● **Exercise requirements**
a) In the note exchange certification below, repeat the part that begins at the words "3800 West 80/th/" and stops after "(CUSIP ____________)".
b) In the note exchange certification below, on what date is the Indenture dated?

● **Passage shown**

Universal Hospital Services, Inc.
3800 West 80/th/ Street, Suite 1250
Bloomington, MN 55431

Wells Fargo Bank, National Association
Sixth and Marquette Avenue
Minneapolis, MN 55479

     Re: 10.125% Senior Notes due 2011

                              (CUSIP ____________)

     Reference is hereby made to the Indenture, dated as of October 17, 2003
(the "Indenture"), between Universal Hospital Services, Inc., as issuer (the
"Company") and Wells Fargo Bank, National Association, as trustee. Capitalized
terms used but not defined herein shall have the meanings given to them in the
Indenture.

     _______________, (the "Owner") owns and proposes to exchange the Note[s] or
interest in such Note[s] specified herein, in the principal amount of
$____________ in such Note[s] or interests (the "Exchange"). In connection with
the Exchange, the Owner hereby certifies that:

     1.   Exchange of Restricted Definitive Notes or Beneficial Interests in a
Restricted Global Note for Unrestricted Definitive Notes or Beneficial Interests
in an Unrestricted Global Note

     (a) [ ] Check if Exchange is from beneficial interest in a Restricted
Global Note to beneficial interest in an Unrestricted Global Note. In connection
with the Exchange of the Owner's beneficial interest in a Restricted Global Note
for a beneficial interest in an Unrestricted Global Note in an equal principal
amount, the Owner hereby certifies (i) the beneficial interest is being acquired
for the Owner's own account without transfer, (ii) such Exchange has been
effected in compliance with the transfer restrictions applicable to the Global
Notes and pursuant to and in accordance with the Securities Act of 1933, as
amended (the "Securities Act"), (iii) the restrictions on transfer contained in
the Indenture and the Private Placement Legend are not required in order to
maintain compliance with the Securities Act and (iv) the beneficial interest in
an Unrestricted Global Note is being acquired in compliance with any applicable
blue sky securities laws of any state of the United States.

     (b) [ ] Check if Exchange is from beneficial interest in a Restricted
Global Note to Unrestricted Definitive Note. In connection with the Exchange of
the Owner's beneficial interest in a Restricted Global Note for an Unrestricted
Definitive Note, the Owner hereby certifies (i) the Definitive Note is being
acquired for the Owner's own account without transfer, (ii) such Exchange has
been effected in compliance with the transfer restrictions applicable to the
Restricted Global Notes and pursuant to and in accordance with the Securities
Act, (iii) the restrictions on transfer contained in the Indenture and the
Private Placement Legend are not required in order to maintain compliance with
the Securities Act and (iv) the Definitive Note is being acquired in compliance
with any applicable blue sky securities laws of any state of the United States.

     (c) [ ] Check if Exchange is from Restricted Definitive Note to beneficial
interest in an Unrestricted Global Note. In connection with the Owner's Exchange
of a Restricted Definitive Note for

                                       C-1



a beneficial interest in an Unrestricted Global Note, the Owner hereby certifies
(i) the beneficial interest is being acquired for the Owner's own account
without transfer, (ii) such Exchange has been effected in compliance with the
transfer restrictions applicable to Restricted Definitive Notes and pursuant to
and in accordance with the Securities Act, (iii) the restrictions on transfer
contained in the Indenture and the Private Placement Legend are not required in
order to maintain compliance with the Securities Act and (iv) the beneficial
interest is being acquired in compliance with any applicable blue sky securities
laws of any state of the United States.

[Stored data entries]
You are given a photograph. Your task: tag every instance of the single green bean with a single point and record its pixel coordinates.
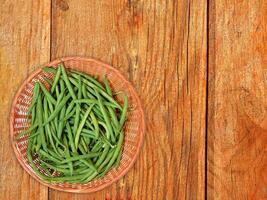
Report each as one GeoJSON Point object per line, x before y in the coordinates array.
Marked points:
{"type": "Point", "coordinates": [124, 112]}
{"type": "Point", "coordinates": [70, 137]}
{"type": "Point", "coordinates": [56, 79]}
{"type": "Point", "coordinates": [47, 94]}
{"type": "Point", "coordinates": [79, 157]}
{"type": "Point", "coordinates": [61, 122]}
{"type": "Point", "coordinates": [67, 82]}
{"type": "Point", "coordinates": [51, 70]}
{"type": "Point", "coordinates": [36, 92]}
{"type": "Point", "coordinates": [49, 157]}
{"type": "Point", "coordinates": [77, 136]}
{"type": "Point", "coordinates": [57, 109]}
{"type": "Point", "coordinates": [116, 153]}
{"type": "Point", "coordinates": [40, 120]}
{"type": "Point", "coordinates": [47, 127]}
{"type": "Point", "coordinates": [106, 117]}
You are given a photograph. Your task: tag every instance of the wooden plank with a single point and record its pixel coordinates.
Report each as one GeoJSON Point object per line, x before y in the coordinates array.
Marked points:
{"type": "Point", "coordinates": [24, 43]}
{"type": "Point", "coordinates": [237, 137]}
{"type": "Point", "coordinates": [161, 47]}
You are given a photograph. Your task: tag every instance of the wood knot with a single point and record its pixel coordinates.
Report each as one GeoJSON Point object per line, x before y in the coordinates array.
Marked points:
{"type": "Point", "coordinates": [62, 5]}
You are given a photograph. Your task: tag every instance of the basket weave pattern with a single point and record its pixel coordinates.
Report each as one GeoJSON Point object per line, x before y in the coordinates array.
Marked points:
{"type": "Point", "coordinates": [134, 128]}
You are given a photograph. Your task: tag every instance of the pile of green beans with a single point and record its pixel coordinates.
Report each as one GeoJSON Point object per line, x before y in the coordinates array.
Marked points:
{"type": "Point", "coordinates": [76, 127]}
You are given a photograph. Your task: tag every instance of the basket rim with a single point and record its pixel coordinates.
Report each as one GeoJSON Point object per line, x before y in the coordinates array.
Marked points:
{"type": "Point", "coordinates": [141, 131]}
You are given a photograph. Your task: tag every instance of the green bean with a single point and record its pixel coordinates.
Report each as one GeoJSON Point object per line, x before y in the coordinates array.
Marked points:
{"type": "Point", "coordinates": [47, 127]}
{"type": "Point", "coordinates": [70, 107]}
{"type": "Point", "coordinates": [29, 156]}
{"type": "Point", "coordinates": [115, 155]}
{"type": "Point", "coordinates": [57, 91]}
{"type": "Point", "coordinates": [117, 163]}
{"type": "Point", "coordinates": [108, 89]}
{"type": "Point", "coordinates": [101, 91]}
{"type": "Point", "coordinates": [90, 177]}
{"type": "Point", "coordinates": [68, 155]}
{"type": "Point", "coordinates": [114, 120]}
{"type": "Point", "coordinates": [32, 127]}
{"type": "Point", "coordinates": [103, 156]}
{"type": "Point", "coordinates": [47, 94]}
{"type": "Point", "coordinates": [76, 130]}
{"type": "Point", "coordinates": [33, 116]}
{"type": "Point", "coordinates": [89, 164]}
{"type": "Point", "coordinates": [43, 153]}
{"type": "Point", "coordinates": [54, 168]}
{"type": "Point", "coordinates": [61, 122]}
{"type": "Point", "coordinates": [56, 79]}
{"type": "Point", "coordinates": [70, 136]}
{"type": "Point", "coordinates": [79, 157]}
{"type": "Point", "coordinates": [82, 150]}
{"type": "Point", "coordinates": [105, 115]}
{"type": "Point", "coordinates": [52, 153]}
{"type": "Point", "coordinates": [51, 70]}
{"type": "Point", "coordinates": [36, 91]}
{"type": "Point", "coordinates": [58, 108]}
{"type": "Point", "coordinates": [40, 120]}
{"type": "Point", "coordinates": [90, 101]}
{"type": "Point", "coordinates": [105, 162]}
{"type": "Point", "coordinates": [77, 136]}
{"type": "Point", "coordinates": [97, 146]}
{"type": "Point", "coordinates": [89, 78]}
{"type": "Point", "coordinates": [84, 92]}
{"type": "Point", "coordinates": [88, 136]}
{"type": "Point", "coordinates": [84, 145]}
{"type": "Point", "coordinates": [124, 111]}
{"type": "Point", "coordinates": [76, 119]}
{"type": "Point", "coordinates": [67, 82]}
{"type": "Point", "coordinates": [62, 85]}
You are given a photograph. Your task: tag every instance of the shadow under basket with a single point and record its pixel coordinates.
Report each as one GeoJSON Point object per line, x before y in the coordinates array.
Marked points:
{"type": "Point", "coordinates": [133, 130]}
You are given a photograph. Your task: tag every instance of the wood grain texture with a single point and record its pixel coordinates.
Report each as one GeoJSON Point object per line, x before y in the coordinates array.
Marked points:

● **Solutions to the exercise**
a)
3800 West 80/th/ Street, Suite 1250
Bloomington, MN 55431

Wells Fargo Bank, National Association
Sixth and Marquette Avenue
Minneapolis, MN 55479

     Re: 10.125% Senior Notes due 2011

                              (CUSIP ____________)

b) October 17, 2003